* **Work order**
Where does the string "outline" occur in the records below? Copy every line that holds it.

── Data provided ──

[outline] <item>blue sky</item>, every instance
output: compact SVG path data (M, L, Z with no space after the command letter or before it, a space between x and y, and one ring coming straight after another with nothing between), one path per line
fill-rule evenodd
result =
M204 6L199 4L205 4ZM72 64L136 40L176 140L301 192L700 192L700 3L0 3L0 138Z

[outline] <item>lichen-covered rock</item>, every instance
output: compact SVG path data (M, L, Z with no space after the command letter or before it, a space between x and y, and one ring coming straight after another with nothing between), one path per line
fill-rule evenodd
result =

───
── Data provided ──

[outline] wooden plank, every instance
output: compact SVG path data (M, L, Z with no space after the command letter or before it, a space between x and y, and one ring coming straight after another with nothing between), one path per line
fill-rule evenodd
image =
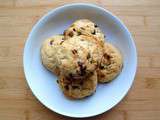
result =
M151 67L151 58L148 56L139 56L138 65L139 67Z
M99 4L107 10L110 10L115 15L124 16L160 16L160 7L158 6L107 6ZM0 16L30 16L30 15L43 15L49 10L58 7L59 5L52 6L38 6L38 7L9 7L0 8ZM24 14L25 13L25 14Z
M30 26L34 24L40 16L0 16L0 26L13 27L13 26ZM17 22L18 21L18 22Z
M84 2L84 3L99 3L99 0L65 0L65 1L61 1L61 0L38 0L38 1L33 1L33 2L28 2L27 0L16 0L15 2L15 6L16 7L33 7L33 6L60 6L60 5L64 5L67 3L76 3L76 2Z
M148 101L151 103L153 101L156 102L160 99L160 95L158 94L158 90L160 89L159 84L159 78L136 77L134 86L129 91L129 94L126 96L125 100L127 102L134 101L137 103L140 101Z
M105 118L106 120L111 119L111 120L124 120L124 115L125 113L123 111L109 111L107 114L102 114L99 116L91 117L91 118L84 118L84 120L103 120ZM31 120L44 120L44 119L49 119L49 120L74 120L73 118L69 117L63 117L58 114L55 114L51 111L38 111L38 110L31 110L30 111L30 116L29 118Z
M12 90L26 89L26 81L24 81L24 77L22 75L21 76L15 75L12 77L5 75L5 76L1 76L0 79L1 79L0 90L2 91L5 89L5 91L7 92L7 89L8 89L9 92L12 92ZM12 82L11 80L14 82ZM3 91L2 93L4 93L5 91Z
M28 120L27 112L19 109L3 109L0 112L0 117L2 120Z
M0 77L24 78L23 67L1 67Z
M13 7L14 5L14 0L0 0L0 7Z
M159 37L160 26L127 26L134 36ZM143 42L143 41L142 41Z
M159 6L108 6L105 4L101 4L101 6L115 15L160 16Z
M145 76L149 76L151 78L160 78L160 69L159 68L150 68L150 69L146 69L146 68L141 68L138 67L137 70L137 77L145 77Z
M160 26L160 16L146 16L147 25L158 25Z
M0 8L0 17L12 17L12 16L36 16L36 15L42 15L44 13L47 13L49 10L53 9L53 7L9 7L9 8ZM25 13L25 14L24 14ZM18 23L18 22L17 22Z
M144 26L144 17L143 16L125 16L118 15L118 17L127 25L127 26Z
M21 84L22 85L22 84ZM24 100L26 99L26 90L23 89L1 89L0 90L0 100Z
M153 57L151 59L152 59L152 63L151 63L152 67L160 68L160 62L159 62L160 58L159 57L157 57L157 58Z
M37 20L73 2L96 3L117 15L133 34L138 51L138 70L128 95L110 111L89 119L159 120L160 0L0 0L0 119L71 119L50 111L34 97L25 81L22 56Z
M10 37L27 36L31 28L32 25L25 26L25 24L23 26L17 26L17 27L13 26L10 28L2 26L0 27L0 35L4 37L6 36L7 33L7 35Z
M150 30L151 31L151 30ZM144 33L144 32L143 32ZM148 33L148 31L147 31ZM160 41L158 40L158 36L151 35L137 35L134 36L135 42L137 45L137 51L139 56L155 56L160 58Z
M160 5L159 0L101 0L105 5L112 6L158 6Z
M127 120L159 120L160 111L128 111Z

───

* **Output for this exercise**
[outline] <item>blue sky</item>, every instance
[outline] <item>lichen-covered rock</item>, every instance
[outline] wooden plank, every instance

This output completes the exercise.